***** VORLIEGENDER TEXT *****

Peter Weibels Proteste: Konzeptionelle Fotografie von 1965 bis 1975

von Achim Manthey

Das Recht mit Füßen getreten, 1968 (Foto: Peter Weibel)

Das Recht wird mit Füssen getreten, die Polizei lügt ohnehin. Eine Ausstellung in der Galerie Kampl in München geht in eine Protest- und Provokations-Vergangenheit, zu der sich die Frage stellt, ob uns das heute überhaupt noch etwas zu sagen hat.

***** BEREITGESTELLTE ZEILEN *****

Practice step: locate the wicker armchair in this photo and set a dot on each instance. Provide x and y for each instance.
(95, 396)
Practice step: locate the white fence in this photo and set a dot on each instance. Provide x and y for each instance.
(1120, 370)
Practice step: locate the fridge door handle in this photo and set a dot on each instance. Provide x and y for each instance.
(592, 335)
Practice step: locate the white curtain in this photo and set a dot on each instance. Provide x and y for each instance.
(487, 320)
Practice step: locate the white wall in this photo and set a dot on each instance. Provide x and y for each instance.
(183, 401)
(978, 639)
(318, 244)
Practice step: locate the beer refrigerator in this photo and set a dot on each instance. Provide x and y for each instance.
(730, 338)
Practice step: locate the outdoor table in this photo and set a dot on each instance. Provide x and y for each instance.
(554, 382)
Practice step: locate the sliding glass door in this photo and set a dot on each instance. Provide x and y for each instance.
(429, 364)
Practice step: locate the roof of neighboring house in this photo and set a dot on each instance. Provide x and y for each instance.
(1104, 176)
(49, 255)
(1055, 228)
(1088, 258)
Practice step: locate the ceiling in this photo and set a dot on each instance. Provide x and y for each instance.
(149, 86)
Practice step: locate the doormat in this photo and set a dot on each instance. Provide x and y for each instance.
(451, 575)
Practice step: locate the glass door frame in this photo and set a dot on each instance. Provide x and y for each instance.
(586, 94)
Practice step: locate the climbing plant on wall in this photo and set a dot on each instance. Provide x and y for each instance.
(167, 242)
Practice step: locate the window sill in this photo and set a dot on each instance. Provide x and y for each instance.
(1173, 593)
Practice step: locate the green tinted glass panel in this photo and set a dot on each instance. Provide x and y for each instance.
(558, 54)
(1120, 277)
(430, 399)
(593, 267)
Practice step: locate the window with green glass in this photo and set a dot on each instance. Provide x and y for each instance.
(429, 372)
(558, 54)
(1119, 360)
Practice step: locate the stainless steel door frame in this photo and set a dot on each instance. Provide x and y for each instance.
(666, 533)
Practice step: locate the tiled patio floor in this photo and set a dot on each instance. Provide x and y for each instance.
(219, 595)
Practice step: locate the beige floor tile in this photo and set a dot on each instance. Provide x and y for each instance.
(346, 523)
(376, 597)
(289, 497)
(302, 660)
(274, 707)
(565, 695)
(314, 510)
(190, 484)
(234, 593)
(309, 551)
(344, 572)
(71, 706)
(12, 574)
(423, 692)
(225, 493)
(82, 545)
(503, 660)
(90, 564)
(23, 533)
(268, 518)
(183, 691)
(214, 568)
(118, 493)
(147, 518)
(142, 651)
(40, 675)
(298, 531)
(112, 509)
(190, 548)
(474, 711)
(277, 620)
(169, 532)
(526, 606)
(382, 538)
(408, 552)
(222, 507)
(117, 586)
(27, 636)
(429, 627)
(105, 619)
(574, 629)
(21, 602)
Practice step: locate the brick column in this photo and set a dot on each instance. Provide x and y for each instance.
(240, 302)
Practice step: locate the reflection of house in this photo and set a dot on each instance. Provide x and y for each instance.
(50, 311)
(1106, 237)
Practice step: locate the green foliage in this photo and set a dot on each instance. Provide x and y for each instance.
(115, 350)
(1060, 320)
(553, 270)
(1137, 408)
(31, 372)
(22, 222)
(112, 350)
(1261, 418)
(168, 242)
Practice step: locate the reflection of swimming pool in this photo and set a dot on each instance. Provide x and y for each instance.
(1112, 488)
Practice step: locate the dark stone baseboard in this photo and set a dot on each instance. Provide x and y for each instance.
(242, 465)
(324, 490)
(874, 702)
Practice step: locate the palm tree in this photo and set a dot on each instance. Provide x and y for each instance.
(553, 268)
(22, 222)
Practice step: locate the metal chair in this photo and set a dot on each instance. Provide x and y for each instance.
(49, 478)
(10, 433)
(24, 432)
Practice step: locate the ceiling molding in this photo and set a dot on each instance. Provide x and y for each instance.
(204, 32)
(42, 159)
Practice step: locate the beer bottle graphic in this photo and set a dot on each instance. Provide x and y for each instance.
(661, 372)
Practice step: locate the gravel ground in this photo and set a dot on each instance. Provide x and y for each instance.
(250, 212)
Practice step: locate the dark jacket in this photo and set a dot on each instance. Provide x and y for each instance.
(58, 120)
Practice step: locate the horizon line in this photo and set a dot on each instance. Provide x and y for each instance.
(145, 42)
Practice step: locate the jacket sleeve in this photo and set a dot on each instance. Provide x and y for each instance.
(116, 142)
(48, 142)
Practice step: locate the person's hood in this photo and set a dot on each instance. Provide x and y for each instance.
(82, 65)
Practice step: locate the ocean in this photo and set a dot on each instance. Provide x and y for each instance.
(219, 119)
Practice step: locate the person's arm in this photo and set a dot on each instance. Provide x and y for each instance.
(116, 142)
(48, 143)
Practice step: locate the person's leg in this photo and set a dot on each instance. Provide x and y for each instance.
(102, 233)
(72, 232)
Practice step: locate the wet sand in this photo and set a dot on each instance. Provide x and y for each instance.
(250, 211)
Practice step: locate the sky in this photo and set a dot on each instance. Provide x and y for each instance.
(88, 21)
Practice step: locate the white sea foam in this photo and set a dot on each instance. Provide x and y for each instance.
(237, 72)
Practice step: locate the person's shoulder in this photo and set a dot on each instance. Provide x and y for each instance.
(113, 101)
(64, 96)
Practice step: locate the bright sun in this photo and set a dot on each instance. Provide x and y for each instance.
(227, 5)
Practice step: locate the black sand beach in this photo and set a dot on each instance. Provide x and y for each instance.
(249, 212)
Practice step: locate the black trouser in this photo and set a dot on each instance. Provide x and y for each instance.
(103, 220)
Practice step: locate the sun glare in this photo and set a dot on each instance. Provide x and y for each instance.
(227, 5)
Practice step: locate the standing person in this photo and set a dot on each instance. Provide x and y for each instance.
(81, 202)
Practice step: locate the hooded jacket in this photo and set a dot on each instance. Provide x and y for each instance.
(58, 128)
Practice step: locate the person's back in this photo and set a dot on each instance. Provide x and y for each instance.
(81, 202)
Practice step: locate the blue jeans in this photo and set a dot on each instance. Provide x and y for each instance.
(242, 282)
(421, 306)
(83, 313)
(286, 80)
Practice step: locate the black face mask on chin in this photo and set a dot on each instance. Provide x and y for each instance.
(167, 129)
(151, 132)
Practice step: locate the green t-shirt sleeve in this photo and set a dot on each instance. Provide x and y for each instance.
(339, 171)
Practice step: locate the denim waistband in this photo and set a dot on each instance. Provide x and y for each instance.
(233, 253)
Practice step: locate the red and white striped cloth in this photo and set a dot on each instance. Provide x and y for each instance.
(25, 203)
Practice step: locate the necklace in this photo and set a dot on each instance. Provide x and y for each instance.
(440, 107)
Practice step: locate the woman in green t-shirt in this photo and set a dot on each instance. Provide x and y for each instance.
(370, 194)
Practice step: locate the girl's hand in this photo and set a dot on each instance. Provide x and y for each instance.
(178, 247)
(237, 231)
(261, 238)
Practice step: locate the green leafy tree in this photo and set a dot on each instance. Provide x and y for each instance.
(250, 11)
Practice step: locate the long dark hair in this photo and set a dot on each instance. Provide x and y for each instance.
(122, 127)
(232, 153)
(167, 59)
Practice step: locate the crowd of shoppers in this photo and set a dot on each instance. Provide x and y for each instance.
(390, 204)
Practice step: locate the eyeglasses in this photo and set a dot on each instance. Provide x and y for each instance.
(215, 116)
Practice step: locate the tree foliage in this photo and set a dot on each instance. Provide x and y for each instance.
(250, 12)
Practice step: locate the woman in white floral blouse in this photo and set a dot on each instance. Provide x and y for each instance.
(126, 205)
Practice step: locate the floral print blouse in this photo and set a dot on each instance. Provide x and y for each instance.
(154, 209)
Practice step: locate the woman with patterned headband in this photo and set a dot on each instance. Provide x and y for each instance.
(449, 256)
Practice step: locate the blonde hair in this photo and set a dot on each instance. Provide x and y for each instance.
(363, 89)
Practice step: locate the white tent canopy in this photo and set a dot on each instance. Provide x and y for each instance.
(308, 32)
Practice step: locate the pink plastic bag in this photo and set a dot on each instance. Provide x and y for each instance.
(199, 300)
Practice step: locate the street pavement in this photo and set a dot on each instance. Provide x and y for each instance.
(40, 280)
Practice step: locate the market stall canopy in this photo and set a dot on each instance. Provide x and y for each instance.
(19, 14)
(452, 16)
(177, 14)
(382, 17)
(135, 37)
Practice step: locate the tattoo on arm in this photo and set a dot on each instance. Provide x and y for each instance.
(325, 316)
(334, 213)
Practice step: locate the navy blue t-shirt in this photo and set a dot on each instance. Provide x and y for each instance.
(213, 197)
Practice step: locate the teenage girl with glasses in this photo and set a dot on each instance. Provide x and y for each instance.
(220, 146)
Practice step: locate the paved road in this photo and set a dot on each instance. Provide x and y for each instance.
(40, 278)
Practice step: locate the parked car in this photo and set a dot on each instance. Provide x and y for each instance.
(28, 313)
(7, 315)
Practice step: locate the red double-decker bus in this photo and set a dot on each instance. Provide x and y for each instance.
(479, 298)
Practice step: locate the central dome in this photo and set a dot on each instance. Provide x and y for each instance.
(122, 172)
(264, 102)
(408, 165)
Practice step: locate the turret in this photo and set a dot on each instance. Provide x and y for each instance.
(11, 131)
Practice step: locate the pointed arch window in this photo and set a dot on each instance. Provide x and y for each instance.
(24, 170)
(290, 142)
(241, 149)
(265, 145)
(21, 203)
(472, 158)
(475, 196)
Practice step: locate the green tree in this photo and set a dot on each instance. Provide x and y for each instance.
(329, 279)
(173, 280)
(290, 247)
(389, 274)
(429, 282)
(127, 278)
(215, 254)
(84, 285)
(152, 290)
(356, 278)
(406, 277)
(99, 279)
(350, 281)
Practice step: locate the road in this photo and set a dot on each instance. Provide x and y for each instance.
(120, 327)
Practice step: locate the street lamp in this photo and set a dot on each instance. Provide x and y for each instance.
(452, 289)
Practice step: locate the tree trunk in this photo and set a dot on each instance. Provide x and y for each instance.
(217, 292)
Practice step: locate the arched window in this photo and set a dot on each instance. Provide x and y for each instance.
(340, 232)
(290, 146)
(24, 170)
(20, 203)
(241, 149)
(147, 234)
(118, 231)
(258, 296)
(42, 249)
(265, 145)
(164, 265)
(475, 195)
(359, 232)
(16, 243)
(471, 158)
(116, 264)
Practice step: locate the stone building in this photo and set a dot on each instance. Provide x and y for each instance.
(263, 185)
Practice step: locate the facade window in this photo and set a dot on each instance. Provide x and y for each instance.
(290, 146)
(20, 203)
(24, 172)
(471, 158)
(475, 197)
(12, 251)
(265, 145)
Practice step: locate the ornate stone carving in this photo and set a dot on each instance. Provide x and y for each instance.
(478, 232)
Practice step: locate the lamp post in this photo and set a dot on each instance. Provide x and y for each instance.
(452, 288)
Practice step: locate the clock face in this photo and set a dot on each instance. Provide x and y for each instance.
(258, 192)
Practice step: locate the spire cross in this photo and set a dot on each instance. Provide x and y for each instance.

*****

» ANFORDERUNGEN:
a. In welcher Galerie findet die im Text über Peter Weibels Proteste genannte Ausstellung statt?
b. Führe den Text über Peter Weibels konzeptionelle Fotografie im Anschluss an seinen letzten Satz fort.

» AUSGABEN JE AUFGABE:
a. In der Galerie Kampl in München.

b.
Wien 1969. Mitten auf dem Trottoir an der Kärtnerstraße führt eine Frau einen auf allen Vieren kriechenden Mann an der Leine durch die Stadt, was ebenso viel Entsetzen wie Erheiterung hervorruft. Zwei Schwarz-weiß-Aufnahmen "Aus der Mappe der Hündigkeit", die in der Zusammenarbeit von Peter Weibel mit Valie Export entstanden, werden in der Ausstellung gezeigt. Eine Verkehrung des Frauenbildes jener Zeit, deren auch sexueller Hintergrund - der Mann ist der Frau untertan, die womöglich auch noch sado-masochistische Neigungen offenbart - nicht unbeträchtlich Irritationen hervorrief.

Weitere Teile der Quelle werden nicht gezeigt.